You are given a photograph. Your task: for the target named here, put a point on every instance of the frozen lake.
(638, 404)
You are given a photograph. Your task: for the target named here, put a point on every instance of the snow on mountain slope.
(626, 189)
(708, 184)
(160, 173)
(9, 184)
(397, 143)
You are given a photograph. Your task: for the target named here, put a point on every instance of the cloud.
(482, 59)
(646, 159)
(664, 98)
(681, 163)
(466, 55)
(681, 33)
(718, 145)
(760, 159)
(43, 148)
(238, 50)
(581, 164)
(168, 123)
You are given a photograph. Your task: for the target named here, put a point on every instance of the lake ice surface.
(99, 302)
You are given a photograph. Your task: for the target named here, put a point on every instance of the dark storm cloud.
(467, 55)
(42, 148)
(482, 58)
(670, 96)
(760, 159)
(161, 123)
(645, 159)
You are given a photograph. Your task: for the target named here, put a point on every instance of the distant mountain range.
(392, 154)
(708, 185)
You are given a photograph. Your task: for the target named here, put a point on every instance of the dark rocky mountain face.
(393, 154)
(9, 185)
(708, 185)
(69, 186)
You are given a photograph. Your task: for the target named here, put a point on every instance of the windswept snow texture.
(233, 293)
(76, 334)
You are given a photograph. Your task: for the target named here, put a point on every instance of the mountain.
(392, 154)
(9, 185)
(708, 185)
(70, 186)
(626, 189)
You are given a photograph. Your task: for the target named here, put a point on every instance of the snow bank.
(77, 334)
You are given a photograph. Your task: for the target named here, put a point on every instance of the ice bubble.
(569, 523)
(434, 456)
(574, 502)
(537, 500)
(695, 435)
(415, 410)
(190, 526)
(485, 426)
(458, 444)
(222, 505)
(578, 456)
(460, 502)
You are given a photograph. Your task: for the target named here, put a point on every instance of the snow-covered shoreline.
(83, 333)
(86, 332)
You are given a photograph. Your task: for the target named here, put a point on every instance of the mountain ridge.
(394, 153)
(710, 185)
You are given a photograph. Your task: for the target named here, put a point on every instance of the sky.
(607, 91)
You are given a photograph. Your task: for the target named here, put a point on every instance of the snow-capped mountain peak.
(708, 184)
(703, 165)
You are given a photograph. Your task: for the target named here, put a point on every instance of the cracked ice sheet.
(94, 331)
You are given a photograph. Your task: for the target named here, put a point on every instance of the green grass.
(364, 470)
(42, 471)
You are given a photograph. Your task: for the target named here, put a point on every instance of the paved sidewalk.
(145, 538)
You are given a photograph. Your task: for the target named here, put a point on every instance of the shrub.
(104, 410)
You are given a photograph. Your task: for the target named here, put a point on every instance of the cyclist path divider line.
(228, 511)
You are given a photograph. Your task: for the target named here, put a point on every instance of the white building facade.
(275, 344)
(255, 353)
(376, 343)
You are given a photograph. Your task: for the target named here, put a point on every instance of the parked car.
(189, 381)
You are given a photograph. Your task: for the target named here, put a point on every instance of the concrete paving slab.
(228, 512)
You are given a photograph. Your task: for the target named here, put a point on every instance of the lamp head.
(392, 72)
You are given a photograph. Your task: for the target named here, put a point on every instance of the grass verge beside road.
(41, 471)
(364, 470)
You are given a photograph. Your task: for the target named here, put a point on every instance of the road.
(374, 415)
=-=-=
§ **Short problem**: Above are the records; retype them all without a single difference.

§ **Output below**:
You are given a photograph. Your task: for the target named here, put a point on every instance of the frozen lake.
(638, 404)
You are given a photograph. Your task: for the target named here, put a point on every instance of the snow on mountain slope.
(626, 189)
(708, 184)
(160, 173)
(9, 184)
(397, 143)
You are given a photograph. Your task: for the target named here, put a point on every instance of the cloud.
(482, 59)
(646, 159)
(664, 98)
(681, 163)
(466, 55)
(681, 33)
(718, 145)
(760, 159)
(43, 148)
(238, 50)
(581, 164)
(168, 123)
You are given a photograph. Your task: for the target named here, put a point on every instance of the lake ice surface.
(99, 302)
You are given a photograph. Your task: for the target named here, put a point on every instance of the dark storm cloud.
(467, 55)
(42, 148)
(482, 58)
(670, 96)
(760, 159)
(161, 123)
(645, 159)
You are given a photograph. Your task: for the target named here, put a point on every instance of the distant mountain range.
(392, 154)
(708, 185)
You are given a photograph. Your task: for the target named here, put a point on every instance of the dark rocky mountain face.
(393, 154)
(9, 185)
(708, 185)
(69, 186)
You are given a photograph. Your task: for the target named here, put a point on every instance of the windswept snow texture.
(233, 293)
(76, 334)
You are given a photograph. Your task: for the target named here, put a point on every instance of the mountain.
(392, 154)
(9, 185)
(708, 185)
(70, 186)
(626, 189)
You are given a photograph. Your task: for the target named here, put a point on every instance of the snow bank.
(77, 334)
You are given a photograph. Your task: for the target named here, put a point on every instance of the ice bubble.
(569, 523)
(434, 456)
(574, 502)
(537, 500)
(695, 435)
(415, 410)
(190, 526)
(485, 426)
(458, 444)
(222, 505)
(578, 456)
(460, 502)
You are given a photograph. Your task: for the target named here, put a point on every instance of the snow-covered shoreline.
(83, 333)
(86, 332)
You are given a photograph. Your task: for the target named here, put a point on every instance of the mountain ridge.
(394, 153)
(710, 185)
You are given a photograph. Your task: for the target named here, put a point on every instance of the sky.
(607, 91)
You are given a photograph. Your task: for the target named here, put a point on every instance of the snow-capped mountain peak.
(708, 184)
(703, 165)
You are given a photograph. Your task: for the target named here, put a point on every instance of the cracked ice sheet.
(94, 331)
You are given a photograph. Your task: for the target named here, put a point on every instance of the green grass.
(364, 470)
(42, 471)
You are given a photograph. Your task: for the target named here, put a point on every instance of the paved sidewalk.
(145, 538)
You are given a photograph. Your task: for the target named here, put a point on every instance of the shrub.
(104, 410)
You are given a photograph. Your task: for the target named here, put a point on every instance of the cyclist path divider line.
(228, 511)
You are given a photograph. Your task: for the target named here, put a point on every instance of the white building facade.
(275, 344)
(255, 353)
(376, 343)
You are given a photograph. Your task: for the target named here, put a point on every instance of the parked car.
(189, 381)
You are given a photograph. Your task: for the target named here, put a point on every instance of the concrete paving slab.
(228, 512)
You are given a photograph. Your task: for the target named here, put a point on every instance of the lamp head.
(392, 72)
You are given a photograph. Your task: for the target named here, put a point on every instance of the grass verge beside road.
(41, 471)
(364, 470)
You are given a photograph. Your task: for the target named here, put a point on every instance of the road.
(374, 415)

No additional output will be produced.